Excerpt provided:
Thursday, September 28, 2006

Face-Lift 201


Guess the Plot


Children of Mercury

1. A thermometer bursts as a feverish woman gives birth. Adorable quicksilver twin babies unwittingly poison hospital staff. Boy in the Plastic Bubble meets Terminator 2.

2. Mercury Hospital in central Little Rock was shut down and abandoned fifteen years ago because of a stillborn rate two hundred times the national average. Now the neighbors are seeing eerie lights in the maternity wing, and three children are missing.

3. After sweeping first through third in all sprint events for 6 track and field meets in a row, the sprinters in the Santa Monica Junior Track Club are dubbed The Children of Mercury by the press. Future Olympians? Or will they be busted for designer steroid use?

4. Alice Jerman's affair with Mercury, the messenger of the gods, was terrific. Bearing his children wasn't all that bad. But trying to find shoes at Stride-Rite that will fit winged feet is nearly impossible.

5. All they want to be when they grow up are merchants, controlling the trade and profits of the planet. They claim direct descent from their ancient god. But when Belabarians show up to invade their planet, only the children of Mercury can avert a galaxy's demise.

Questions to answer:
[1] Answer these questions using the Guess the Plot post:
(a) How many years ago was Mercury Hospital shut down?
(b) Which club's sprinters does the press call The Children of Mercury?
(c) Who shows up to invade the planet in the fifth plot?
[2] Transcribe the Guess the Plot post from "1. A thermometer" up to and including "designer steroid use?".

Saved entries
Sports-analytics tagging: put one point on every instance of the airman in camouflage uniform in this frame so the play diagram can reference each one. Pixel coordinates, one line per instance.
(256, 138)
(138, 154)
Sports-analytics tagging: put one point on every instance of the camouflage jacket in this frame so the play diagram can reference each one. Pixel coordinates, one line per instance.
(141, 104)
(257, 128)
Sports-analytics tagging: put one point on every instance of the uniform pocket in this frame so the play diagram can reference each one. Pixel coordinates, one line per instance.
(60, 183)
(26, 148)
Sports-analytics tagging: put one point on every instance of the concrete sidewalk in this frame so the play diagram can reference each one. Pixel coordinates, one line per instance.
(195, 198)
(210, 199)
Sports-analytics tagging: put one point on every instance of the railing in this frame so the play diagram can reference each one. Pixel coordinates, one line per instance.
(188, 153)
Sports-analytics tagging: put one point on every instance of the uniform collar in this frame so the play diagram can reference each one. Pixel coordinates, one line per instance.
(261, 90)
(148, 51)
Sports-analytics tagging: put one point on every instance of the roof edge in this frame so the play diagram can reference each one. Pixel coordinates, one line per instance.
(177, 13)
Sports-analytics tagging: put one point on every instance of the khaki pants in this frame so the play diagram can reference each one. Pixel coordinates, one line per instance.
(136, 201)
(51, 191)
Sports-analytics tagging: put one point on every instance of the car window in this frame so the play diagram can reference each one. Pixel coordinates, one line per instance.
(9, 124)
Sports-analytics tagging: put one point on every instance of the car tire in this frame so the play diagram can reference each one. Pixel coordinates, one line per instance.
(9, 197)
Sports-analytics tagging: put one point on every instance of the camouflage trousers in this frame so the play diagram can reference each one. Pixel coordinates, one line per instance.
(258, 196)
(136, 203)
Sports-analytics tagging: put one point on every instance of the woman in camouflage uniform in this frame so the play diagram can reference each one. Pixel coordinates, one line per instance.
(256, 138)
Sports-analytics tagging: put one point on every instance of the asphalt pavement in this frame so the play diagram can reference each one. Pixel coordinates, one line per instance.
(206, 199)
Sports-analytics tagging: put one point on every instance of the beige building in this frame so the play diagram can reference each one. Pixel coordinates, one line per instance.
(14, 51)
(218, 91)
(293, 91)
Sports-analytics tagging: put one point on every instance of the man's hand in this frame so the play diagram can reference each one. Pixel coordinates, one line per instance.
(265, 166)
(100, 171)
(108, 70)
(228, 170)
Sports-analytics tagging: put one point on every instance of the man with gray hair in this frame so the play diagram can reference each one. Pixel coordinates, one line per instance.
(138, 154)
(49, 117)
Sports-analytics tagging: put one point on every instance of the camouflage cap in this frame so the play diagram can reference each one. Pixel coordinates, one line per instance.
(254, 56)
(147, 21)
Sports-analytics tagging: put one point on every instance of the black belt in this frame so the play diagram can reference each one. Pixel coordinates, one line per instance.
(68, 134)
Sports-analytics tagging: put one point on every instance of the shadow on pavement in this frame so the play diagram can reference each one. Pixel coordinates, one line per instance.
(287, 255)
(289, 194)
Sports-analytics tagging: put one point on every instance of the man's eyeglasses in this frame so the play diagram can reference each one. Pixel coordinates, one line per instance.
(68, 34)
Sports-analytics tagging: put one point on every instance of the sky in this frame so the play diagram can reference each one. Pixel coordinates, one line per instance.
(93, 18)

Outputs in order:
[1]
(a) Fifteen years ago.
(b) The Santa Monica Junior Track Club.
(c) The Belabarians.

[2]
1. A thermometer bursts as a feverish woman gives birth. Adorable quicksilver twin babies unwittingly poison hospital staff. Boy in the Plastic Bubble meets Terminator 2.

2. Mercury Hospital in central Little Rock was shut down and abandoned fifteen years ago because of a stillborn rate two hundred times the national average. Now the neighbors are seeing eerie lights in the maternity wing, and three children are missing.

3. After sweeping first through third in all sprint events for 6 track and field meets in a row, the sprinters in the Santa Monica Junior Track Club are dubbed The Children of Mercury by the press. Future Olympians? Or will they be busted for designer steroid use?